▸ Provided text:
7

How can I create a filter to block these with fail2ban?

    476 Mozilla/5.0 (compatible; BLEXBot/1.0; +http://webmeup-crawler.com/)
    892 ltx71 - (http://ltx71.com/)
    5367 Mozilla/5.0 (compatible; DotBot/1.1; http://www.opensiteexplorer.org/dotbot, help@moz.com)
   6449 Barkrowler/0.9 (+http://www.exensa.com/crawl)

This list come out from this:

sudo cat /var/log/apache2/access.log | awk -F\" '{print $6}' | sort | uniq -c | sort -n

I've tried apache-badbot.conf, but it does not seem to work ...

alebal
  • 473

1 Answers1

9

The correct way to deal with annoying bots is to block them in "robots.txt". But your comments indicate they're ignoring that directive. Blocking by user-agent will ultimately be a cat and mouse game, but if you want to do it you want the following.

So, you need to enable the apache-badbots jail that reads the Apache access log if you haven't already. Create the file /etc/fail2ban/jail.d/apache-badbots.local with the contents:

[apache-badbots]
enabled = true

The main portion of the apache-badbots jail is defined in /etc/fail2ban/jail.conf so all you have to do is enable it.

Next, modify the apache-badbots filter to include your bots. Edit /etc/fail2ban/filter.d/apache-badbots.conf. In it there is a particular line for custom bots:

badbotscustom = EmailCollector|WebEMailExtrac|TrackBack/1\.02|sogou music spider

The bots are specified using a regular expression. Either replace those or tack yours on the end separated with |s.

▸ Instructions to follow: Extend the forum thread on blocking crawler bots with fail2ban, picking up after its final sentence. The records have nothing to do with this.

▸ Information shown:
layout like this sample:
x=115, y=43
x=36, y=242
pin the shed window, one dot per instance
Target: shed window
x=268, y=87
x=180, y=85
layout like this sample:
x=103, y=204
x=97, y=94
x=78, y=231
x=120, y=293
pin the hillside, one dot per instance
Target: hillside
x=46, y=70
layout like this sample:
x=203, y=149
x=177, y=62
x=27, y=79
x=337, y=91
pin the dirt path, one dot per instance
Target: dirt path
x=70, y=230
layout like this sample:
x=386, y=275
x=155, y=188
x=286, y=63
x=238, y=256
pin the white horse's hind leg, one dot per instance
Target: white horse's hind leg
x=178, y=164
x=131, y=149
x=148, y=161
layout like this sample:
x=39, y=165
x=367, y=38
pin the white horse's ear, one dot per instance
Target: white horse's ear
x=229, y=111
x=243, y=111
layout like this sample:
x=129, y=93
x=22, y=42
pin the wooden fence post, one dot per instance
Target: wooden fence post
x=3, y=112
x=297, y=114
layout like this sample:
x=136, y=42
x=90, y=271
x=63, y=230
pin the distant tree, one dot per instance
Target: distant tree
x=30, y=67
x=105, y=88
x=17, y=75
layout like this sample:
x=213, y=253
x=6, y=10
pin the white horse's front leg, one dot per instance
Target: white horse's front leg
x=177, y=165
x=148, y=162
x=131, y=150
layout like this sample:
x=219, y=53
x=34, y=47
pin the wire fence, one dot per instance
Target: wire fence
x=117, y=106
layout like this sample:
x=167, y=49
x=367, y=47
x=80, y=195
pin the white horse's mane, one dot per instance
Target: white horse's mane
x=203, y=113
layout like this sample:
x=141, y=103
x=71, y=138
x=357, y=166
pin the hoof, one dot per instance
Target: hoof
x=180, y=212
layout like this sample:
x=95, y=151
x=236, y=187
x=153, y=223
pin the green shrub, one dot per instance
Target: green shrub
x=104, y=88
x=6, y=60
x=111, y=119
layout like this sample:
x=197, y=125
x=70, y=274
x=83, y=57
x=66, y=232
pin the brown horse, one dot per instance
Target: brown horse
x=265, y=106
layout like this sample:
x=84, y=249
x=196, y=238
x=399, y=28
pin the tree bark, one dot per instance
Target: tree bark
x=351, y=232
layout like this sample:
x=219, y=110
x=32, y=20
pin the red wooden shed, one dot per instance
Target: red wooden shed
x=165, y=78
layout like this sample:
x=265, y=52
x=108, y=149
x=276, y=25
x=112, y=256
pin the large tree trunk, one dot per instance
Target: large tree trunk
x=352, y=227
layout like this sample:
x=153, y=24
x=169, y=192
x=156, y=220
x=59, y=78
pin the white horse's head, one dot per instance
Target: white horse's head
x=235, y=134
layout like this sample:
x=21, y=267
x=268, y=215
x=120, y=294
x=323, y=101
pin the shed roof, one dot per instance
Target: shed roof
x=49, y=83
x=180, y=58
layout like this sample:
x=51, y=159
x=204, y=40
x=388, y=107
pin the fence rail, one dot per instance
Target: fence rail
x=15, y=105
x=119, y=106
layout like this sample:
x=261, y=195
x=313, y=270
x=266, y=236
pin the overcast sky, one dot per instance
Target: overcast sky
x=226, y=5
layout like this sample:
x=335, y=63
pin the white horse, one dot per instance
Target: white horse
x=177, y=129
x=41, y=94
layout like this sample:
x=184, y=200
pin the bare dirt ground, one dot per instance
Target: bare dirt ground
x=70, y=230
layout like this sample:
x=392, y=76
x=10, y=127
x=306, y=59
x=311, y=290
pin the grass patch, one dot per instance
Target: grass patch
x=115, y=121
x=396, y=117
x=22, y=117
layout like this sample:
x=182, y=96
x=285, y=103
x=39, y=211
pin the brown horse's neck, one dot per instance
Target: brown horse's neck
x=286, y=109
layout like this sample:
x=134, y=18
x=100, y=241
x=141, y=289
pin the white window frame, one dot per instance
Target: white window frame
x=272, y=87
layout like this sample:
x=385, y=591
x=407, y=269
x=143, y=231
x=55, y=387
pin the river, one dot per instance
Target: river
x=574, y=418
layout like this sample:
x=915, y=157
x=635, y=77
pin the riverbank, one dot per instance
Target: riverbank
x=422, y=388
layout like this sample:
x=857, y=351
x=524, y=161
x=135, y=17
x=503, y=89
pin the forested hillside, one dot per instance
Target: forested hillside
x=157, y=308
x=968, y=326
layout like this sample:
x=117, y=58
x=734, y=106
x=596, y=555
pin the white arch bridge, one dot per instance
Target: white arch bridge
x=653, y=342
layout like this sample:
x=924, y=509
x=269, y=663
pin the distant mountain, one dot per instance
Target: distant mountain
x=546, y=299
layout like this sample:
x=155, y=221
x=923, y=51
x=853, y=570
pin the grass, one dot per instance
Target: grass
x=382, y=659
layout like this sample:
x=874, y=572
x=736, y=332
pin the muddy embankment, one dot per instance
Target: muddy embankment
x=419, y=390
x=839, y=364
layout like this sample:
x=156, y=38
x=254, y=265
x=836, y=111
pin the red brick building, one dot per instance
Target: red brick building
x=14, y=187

▸ Expected answer:
badbotscustom = EmailCollector|WebEMailExtrac|TrackBack/1\.02|sogou music spider|BLEXBot|ltx71|DotBot|Barkrowler
# OR
badbotscustom = BLEXBot|ltx71|DotBot|Barkrowler

Next, you'll want to modify the failregex line so that the regular expression matches any part of the user agent, not just the whole thing. Change the line:

failregex = ^<HOST> -.*"(GET|POST).*HTTP.*"(?:%(badbots)s|%(badbotscustom)s)"$

to (note the two additional .*):

failregex = ^<HOST> -.*"(GET|POST).*HTTP.*".*(?:%(badbots)s|%(badbotscustom)s).*"$

Finally, reload the fail2ban configurations.

sudo fail2ban-client reload

This information may be helpful for reference.

Looking at /etc/fail2ban/filter.d/apache-badbots.conf on an update to date Ubuntu 16.04 server I have, it looks outdated. In particular there's this comment:

# DEV Notes:
# List of bad bots fetched from http://www.user-agents.org
# Generated on Thu Nov  7 14:23:35 PST 2013 by files/gen_badbots.

I generated a new one from the fail2ban git repository, but it still didn't include those bots (maybe the source is outdated or incomplete). If you're curious, you can generate a new one with following.

git clone https://github.com/fail2ban/fail2ban
cd fail2ban/
./files/gen_badbots

The new file will be available at config/filter.d/apache-badbots.conf (here on Github). If you want to use it replace /etc/fail2ban/filter.d/apache-badbots.conf with it.

For reference, this is the definition of apache-badbots from /etc/fail2ban/jail.conf.

[apache-badbots]
# Ban hosts which agent identifies spammer robots crawling the web
# for email addresses. The mail outputs are buffered.
port     = http,https
logpath  = %(apache_access_log)s
bantime  = 172800
maxretry = 1

The %(apache_access_log)s variable comes from /etc/fail2ban/paths-debian.conf and is defined as /var/log/apache2/*access.log.

For reference, here is the apache-badbots.conf that I generated (without modifications).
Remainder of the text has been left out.